---------- Dataset rows ----------

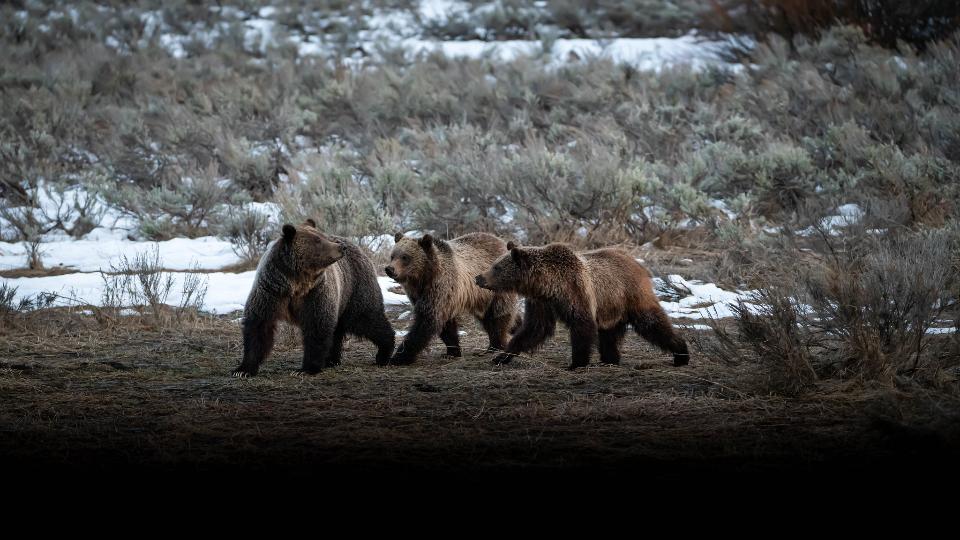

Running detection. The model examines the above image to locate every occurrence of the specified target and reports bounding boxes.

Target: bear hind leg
[232,317,277,378]
[630,306,690,366]
[300,322,342,375]
[440,319,463,358]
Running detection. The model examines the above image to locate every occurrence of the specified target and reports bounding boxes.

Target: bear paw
[390,354,414,366]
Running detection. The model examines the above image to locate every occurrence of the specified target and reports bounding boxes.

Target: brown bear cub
[233,220,395,377]
[385,233,517,364]
[476,242,690,369]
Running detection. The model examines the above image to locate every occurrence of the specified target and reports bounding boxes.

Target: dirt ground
[0,310,960,488]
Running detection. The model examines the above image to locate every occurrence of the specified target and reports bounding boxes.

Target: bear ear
[510,246,530,266]
[283,223,297,242]
[418,234,433,253]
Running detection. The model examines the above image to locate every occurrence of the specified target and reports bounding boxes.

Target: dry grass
[0,309,960,474]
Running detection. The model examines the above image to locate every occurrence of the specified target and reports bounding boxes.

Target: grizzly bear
[233,220,395,377]
[476,242,690,369]
[384,233,517,364]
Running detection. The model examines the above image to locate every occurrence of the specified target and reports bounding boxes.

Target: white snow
[377,276,410,306]
[0,236,240,272]
[927,328,957,335]
[797,203,863,236]
[660,274,751,319]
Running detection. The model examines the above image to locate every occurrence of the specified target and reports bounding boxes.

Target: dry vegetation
[0,0,960,469]
[0,310,960,479]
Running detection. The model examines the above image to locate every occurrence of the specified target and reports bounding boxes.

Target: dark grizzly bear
[476,242,690,369]
[385,233,517,364]
[233,220,395,377]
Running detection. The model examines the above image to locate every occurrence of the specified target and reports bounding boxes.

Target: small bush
[708,229,960,394]
[100,248,207,328]
[219,206,277,266]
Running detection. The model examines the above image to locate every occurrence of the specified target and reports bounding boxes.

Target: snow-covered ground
[39,0,747,71]
[0,234,240,272]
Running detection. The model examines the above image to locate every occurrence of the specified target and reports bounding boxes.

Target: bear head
[383,233,440,285]
[474,242,579,296]
[272,220,344,279]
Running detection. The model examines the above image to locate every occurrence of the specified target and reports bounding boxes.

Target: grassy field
[0,304,960,478]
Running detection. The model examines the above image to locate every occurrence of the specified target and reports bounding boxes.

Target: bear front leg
[493,299,557,365]
[300,328,334,375]
[363,311,397,366]
[232,316,277,378]
[390,310,440,365]
[597,323,627,364]
[440,319,463,358]
[325,330,345,367]
[567,316,597,369]
[480,295,514,352]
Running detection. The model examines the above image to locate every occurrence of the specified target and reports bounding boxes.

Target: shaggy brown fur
[385,233,517,364]
[233,220,395,377]
[476,243,690,369]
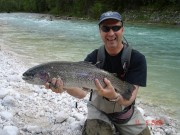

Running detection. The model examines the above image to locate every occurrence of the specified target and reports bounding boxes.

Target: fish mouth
[22,76,32,81]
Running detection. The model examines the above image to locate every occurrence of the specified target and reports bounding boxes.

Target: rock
[3,126,19,135]
[2,96,15,107]
[0,88,9,99]
[160,116,171,125]
[0,111,13,120]
[55,112,69,123]
[137,107,145,116]
[25,125,42,134]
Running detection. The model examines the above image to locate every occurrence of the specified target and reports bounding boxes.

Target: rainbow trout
[23,61,134,100]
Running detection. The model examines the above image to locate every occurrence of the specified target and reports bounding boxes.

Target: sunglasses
[101,26,122,32]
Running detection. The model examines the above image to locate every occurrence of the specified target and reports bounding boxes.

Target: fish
[22,61,134,100]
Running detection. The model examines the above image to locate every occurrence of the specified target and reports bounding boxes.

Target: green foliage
[0,0,180,18]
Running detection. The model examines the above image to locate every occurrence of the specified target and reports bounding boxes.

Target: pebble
[0,50,179,135]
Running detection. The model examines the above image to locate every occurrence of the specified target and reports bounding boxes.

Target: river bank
[46,10,180,25]
[0,42,180,135]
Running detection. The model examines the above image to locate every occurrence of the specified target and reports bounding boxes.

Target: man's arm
[45,78,87,99]
[95,78,139,106]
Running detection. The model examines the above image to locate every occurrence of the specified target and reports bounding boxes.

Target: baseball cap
[98,11,122,24]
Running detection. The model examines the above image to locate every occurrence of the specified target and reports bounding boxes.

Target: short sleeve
[124,50,147,87]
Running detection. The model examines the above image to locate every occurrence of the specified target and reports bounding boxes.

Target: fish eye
[37,71,49,82]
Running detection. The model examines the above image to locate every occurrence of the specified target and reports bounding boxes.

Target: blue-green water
[0,13,180,119]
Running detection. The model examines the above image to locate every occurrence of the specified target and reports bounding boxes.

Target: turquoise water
[0,13,180,120]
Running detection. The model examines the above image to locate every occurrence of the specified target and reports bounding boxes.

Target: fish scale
[23,61,134,100]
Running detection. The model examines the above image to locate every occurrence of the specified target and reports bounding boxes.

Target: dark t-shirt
[84,49,147,87]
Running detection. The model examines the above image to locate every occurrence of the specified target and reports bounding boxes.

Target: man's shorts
[82,104,150,135]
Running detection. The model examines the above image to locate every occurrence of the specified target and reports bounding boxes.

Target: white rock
[55,112,69,123]
[0,88,9,99]
[26,125,42,134]
[3,126,19,135]
[137,107,145,116]
[0,111,13,120]
[2,96,15,107]
[70,121,82,131]
[0,128,8,135]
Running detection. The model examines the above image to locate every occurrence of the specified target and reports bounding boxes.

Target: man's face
[99,19,124,49]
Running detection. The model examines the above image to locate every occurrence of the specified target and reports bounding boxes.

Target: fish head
[22,68,50,85]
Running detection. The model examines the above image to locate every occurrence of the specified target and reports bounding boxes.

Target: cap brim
[98,17,121,24]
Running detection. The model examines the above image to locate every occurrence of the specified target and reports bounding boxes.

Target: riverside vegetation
[0,0,180,25]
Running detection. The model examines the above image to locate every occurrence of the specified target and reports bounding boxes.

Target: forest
[0,0,180,19]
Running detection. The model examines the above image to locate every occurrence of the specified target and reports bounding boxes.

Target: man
[46,11,150,135]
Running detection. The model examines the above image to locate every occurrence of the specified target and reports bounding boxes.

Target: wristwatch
[108,93,120,102]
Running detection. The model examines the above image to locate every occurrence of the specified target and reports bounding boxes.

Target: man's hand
[45,78,65,93]
[95,78,119,100]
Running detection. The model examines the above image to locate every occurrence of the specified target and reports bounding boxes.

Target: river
[0,13,180,123]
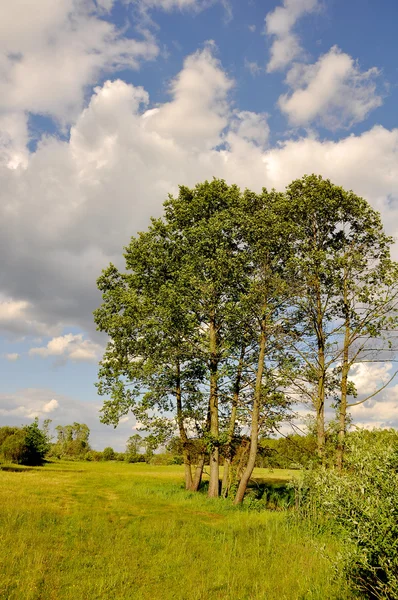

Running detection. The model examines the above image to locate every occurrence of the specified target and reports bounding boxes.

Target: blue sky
[0,0,398,449]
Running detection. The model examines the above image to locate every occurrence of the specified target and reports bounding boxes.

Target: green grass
[0,462,350,600]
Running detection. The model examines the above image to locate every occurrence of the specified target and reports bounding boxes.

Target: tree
[52,422,90,457]
[102,446,116,460]
[95,180,252,496]
[286,175,396,460]
[0,419,50,466]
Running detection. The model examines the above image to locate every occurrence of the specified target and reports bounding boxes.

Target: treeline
[0,419,51,466]
[95,175,398,503]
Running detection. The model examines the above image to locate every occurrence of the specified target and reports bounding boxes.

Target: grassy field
[0,462,350,600]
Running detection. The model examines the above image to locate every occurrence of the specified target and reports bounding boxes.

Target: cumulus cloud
[278,46,382,129]
[0,0,158,125]
[265,0,319,73]
[144,44,233,150]
[0,388,136,451]
[29,333,103,362]
[3,352,20,362]
[0,46,398,350]
[0,293,58,335]
[134,0,210,11]
[0,389,59,419]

----------

Rescale the rows starting at the beginning and ending at the line containing "[384,233,517,364]", both ends included, by multiplying every bounding-box coordinate in the answers by 1.2 and rounding each to a whole number, with halves rounded up. Give those lines again with the requests unchanged, and leave out the pictures.

[Task solution]:
Running detection. The model examines the above image to locate every occurrence of the specified target and reports bounding boxes.

Target: bear hind leg
[278,380,332,454]
[756,367,828,439]
[360,386,410,450]
[528,383,556,430]
Running detection. The model examines the above image to locate every occurrence of the specified target and reports bounding boxes.

Target: bear paw
[468,425,497,439]
Running detection. The model examines the above image to locate every occurrence of the specified target and reports bounding boxes.

Target: brown bear cub
[280,264,474,452]
[462,280,620,437]
[571,290,828,443]
Running detection. The model examines the above image to locate every occurrence of the specified target and reports bounding boxes.

Target: dirt ground
[0,372,1152,586]
Running detection. The model examines the above image to locate every occurrence of the specified target and reports bounding boxes.

Target: bear ear
[612,295,636,319]
[340,268,356,290]
[502,281,520,304]
Running detection. The model examines the above image to locate every occurrence of the specified target and reports bounding boxes.

Target: dry grass
[0,371,1152,569]
Running detection. The model examines the above image to locate every occurrence of the specified target and reports bounding boxes.

Target: grizzly bear
[280,264,474,452]
[571,290,828,443]
[461,280,620,437]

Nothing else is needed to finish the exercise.